For each property Kozou resolves a value from up to three sources, in order. The first source that supplies a value wins:

PropertyResolution order
Column widgetui-hints.yaml@widget COMMENT tag → heuristic default
Column labelui-hints.yaml → first line of the column COMMENT → column name
Table labelui-hints.yaml → first line of the table COMMENT → table name
Display fieldui-hints.yaml → heuristic default

A ui-hints.yaml entry therefore overrides both the @widget COMMENT tag and the heuristic Kozou would otherwise infer. It sits at the top of the chain: if you set a widget here, the @widget tag in the column’s COMMENT is ignored for that column.

The heuristics it overrides are the same defaults documented for emitted surfaces: foreign keys default to a relation-select, columns with a detectable enum to an enum-select, uuid columns to uuid, numeric types to number, and so on. The display field falls back to the first column that exists among name, title, label, display_name, name_ja, name_en, then the primary key.

The file has two top-level keys, tables and views, each a map keyed by object name. Every field below is optional — include only what you want to change.

  • Per-table label — the display name shown for a table or view.
  • Per-table displayField — the column used to represent a row when it is referenced elsewhere (for example, the text shown for a foreign-key relation instead of the raw id).
  • Per-column label — the display name shown for a column.

▸ **YOUR ASSIGNMENT**:
Reproduce the Kozou passage verbatim, beginning at the words "A ui-hints.yaml entry" and stopping after "want to change.".

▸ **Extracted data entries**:

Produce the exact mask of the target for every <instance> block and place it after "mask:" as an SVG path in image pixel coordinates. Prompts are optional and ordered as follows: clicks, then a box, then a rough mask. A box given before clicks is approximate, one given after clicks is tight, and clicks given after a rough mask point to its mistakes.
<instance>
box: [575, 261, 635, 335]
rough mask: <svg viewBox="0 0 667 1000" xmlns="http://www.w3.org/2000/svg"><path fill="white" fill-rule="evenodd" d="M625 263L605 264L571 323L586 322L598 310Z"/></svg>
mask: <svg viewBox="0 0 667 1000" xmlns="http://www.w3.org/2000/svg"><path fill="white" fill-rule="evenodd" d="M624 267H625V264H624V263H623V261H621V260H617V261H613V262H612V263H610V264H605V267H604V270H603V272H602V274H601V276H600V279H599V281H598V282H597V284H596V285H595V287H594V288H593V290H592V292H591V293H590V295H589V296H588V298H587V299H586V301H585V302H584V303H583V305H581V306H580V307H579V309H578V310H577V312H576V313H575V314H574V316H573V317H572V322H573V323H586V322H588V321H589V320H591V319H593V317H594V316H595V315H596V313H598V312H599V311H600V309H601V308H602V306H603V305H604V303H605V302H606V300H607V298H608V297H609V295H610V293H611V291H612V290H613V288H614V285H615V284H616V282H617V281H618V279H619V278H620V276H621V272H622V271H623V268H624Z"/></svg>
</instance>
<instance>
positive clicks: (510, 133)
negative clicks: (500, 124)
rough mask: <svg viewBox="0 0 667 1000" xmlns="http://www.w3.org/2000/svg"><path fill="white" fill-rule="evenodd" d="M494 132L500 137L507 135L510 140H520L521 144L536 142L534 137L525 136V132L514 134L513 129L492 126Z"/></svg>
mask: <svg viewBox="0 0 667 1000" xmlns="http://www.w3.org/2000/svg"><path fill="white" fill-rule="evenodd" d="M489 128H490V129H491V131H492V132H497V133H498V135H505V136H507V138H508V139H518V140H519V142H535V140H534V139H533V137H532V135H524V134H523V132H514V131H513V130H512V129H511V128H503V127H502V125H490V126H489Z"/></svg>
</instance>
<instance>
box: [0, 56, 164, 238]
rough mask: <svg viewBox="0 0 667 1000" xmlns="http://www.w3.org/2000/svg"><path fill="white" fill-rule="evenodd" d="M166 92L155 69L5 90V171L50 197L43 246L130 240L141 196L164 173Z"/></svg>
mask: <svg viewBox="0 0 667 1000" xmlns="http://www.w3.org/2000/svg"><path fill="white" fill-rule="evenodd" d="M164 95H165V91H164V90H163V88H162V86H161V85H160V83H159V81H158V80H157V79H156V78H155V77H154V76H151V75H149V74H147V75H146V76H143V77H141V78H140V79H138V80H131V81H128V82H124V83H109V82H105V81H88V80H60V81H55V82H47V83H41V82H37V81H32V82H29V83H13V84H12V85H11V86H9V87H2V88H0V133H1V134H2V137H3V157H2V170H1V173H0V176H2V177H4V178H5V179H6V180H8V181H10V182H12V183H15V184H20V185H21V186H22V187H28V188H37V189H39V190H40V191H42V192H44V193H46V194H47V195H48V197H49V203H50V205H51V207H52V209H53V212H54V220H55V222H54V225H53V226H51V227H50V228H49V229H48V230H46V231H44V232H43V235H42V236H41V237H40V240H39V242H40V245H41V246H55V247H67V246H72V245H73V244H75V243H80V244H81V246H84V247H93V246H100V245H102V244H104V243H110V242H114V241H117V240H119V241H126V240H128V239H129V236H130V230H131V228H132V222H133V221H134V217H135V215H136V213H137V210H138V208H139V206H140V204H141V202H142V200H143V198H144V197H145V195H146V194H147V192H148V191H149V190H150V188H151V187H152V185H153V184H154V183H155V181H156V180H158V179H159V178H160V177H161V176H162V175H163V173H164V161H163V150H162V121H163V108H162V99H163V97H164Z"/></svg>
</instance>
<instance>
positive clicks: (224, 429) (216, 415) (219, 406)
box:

* * *

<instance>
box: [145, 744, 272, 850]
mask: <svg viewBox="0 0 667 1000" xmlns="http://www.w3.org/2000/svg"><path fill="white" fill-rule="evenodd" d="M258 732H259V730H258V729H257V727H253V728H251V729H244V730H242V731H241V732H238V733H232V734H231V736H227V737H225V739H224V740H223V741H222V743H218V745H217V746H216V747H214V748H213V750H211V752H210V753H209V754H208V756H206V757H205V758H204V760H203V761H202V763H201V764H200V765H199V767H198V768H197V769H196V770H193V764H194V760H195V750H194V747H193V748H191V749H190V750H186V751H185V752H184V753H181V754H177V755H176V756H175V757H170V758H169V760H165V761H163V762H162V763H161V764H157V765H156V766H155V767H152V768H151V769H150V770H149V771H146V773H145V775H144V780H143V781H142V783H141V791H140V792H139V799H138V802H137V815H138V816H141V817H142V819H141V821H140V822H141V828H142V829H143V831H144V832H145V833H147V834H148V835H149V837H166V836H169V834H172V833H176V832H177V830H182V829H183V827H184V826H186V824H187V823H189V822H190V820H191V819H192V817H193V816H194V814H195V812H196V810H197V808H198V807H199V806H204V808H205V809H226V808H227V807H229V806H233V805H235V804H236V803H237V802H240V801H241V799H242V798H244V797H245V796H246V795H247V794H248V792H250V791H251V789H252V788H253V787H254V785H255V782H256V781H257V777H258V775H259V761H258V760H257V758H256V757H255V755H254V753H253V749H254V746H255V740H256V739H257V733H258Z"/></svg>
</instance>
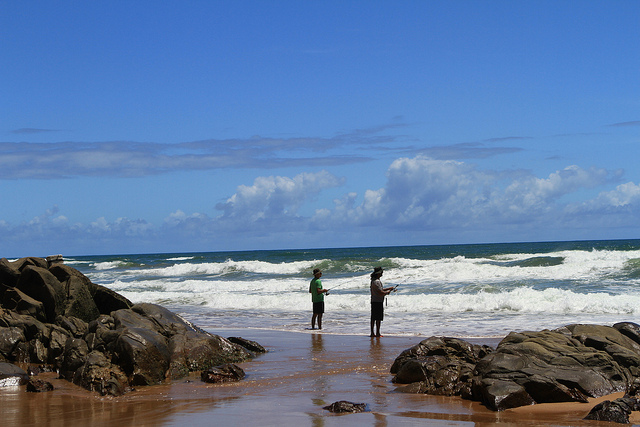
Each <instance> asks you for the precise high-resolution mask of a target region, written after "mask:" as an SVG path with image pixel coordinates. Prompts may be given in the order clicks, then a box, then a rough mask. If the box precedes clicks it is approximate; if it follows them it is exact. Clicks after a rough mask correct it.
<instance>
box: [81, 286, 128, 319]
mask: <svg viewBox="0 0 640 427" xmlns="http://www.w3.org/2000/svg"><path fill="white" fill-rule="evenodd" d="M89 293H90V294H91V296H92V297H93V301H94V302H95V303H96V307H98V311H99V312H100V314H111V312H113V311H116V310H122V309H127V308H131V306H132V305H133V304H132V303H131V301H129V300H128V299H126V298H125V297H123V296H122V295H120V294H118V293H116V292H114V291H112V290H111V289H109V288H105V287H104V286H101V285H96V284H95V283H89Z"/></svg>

==

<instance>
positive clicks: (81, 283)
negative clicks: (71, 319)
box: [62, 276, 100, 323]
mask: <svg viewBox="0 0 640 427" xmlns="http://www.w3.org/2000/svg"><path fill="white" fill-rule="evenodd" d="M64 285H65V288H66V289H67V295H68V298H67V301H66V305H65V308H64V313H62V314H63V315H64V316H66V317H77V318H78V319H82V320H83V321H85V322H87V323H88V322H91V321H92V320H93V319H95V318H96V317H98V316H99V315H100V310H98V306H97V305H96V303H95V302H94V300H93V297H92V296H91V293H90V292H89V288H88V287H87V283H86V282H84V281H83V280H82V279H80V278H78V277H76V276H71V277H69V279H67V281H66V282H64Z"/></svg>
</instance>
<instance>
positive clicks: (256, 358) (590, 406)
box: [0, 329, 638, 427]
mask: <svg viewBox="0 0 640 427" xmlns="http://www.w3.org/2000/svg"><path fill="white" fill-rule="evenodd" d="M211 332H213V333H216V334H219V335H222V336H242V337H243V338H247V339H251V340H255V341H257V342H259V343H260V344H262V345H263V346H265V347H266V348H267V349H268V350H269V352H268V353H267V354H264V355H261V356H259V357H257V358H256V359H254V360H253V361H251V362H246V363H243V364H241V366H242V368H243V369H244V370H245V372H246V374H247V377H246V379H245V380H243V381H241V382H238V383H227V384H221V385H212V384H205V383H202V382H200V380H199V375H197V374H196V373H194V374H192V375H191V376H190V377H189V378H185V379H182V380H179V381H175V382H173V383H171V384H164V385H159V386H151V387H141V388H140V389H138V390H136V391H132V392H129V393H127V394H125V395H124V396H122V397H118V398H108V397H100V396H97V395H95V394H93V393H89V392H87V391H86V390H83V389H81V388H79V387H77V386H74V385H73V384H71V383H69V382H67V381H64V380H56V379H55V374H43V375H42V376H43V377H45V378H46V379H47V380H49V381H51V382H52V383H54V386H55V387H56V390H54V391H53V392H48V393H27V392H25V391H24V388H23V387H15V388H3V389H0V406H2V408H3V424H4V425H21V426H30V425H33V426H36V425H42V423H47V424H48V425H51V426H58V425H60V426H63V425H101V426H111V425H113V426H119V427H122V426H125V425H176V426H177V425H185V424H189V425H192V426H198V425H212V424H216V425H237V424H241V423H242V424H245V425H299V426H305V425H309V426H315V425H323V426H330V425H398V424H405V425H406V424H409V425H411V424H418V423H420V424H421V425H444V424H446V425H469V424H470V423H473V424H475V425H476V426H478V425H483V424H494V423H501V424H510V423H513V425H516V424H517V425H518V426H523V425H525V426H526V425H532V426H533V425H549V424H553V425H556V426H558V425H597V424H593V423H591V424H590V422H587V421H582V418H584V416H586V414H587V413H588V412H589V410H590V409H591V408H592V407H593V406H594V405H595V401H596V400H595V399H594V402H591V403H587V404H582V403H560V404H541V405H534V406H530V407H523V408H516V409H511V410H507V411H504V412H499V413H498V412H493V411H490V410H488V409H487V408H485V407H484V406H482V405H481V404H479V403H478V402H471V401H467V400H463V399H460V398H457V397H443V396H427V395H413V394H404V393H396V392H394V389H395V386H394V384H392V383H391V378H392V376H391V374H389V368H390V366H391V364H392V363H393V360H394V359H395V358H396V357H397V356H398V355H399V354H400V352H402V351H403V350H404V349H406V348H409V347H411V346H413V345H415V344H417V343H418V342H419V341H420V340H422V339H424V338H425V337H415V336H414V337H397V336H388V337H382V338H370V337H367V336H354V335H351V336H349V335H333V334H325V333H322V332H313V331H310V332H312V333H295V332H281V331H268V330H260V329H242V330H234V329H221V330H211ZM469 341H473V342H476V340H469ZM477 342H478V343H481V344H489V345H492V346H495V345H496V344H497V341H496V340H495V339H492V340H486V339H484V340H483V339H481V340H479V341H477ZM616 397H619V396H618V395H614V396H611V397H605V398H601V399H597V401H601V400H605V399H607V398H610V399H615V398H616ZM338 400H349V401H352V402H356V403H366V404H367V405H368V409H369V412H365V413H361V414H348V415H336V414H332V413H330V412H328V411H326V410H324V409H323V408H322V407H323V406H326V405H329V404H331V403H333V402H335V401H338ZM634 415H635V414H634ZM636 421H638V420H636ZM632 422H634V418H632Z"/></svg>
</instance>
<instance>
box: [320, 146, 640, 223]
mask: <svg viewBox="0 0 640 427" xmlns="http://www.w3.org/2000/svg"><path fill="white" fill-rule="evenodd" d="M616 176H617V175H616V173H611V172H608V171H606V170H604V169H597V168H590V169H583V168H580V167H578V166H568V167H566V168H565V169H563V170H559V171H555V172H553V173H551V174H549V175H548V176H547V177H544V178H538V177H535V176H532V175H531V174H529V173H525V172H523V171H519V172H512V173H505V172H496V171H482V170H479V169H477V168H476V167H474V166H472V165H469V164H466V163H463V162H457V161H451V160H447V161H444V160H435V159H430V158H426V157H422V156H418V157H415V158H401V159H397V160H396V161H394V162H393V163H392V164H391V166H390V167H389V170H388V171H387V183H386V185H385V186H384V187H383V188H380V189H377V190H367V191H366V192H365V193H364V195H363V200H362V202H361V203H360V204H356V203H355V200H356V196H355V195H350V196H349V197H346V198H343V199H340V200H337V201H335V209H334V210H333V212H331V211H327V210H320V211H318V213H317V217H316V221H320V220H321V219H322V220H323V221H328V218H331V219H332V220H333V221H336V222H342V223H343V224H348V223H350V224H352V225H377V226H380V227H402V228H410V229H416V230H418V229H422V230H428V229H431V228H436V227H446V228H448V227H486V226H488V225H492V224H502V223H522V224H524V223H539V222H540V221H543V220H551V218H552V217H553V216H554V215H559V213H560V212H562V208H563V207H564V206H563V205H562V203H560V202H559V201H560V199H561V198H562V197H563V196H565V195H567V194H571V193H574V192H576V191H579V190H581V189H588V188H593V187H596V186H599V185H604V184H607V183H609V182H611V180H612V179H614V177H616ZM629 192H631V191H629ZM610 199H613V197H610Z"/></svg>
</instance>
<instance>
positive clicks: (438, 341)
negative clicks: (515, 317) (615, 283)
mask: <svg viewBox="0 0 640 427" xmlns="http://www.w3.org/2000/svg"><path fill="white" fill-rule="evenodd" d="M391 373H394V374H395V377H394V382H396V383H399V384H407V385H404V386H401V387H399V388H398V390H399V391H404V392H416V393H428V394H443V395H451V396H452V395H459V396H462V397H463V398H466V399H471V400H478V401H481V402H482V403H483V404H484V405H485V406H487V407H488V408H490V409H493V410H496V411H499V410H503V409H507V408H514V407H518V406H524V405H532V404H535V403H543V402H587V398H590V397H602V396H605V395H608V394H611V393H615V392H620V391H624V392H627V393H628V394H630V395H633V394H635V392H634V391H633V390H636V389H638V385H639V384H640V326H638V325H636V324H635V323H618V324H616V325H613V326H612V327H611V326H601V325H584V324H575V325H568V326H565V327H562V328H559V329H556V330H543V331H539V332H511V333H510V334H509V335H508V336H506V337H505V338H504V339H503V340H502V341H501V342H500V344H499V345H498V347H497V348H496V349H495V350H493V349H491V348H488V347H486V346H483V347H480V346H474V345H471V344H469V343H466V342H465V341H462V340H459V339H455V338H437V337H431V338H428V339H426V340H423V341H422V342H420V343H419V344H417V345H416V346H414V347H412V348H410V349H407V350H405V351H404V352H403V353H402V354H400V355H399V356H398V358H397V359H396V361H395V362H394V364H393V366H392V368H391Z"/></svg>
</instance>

▸ **TASK SOLUTION**:
A ui-hints.yaml entry therefore overrides both the @widget COMMENT tag and the heuristic Kozou would otherwise infer. It sits at the top of the chain: if you set a widget here, the @widget tag in the column’s COMMENT is ignored for that column.

The heuristics it overrides are the same defaults documented for emitted surfaces: foreign keys default to a relation-select, columns with a detectable enum to an enum-select, uuid columns to uuid, numeric types to number, and so on. The display field falls back to the first column that exists among name, title, label, display_name, name_ja, name_en, then the primary key.

The file has two top-level keys, tables and views, each a map keyed by object name. Every field below is optional — include only what you want to change.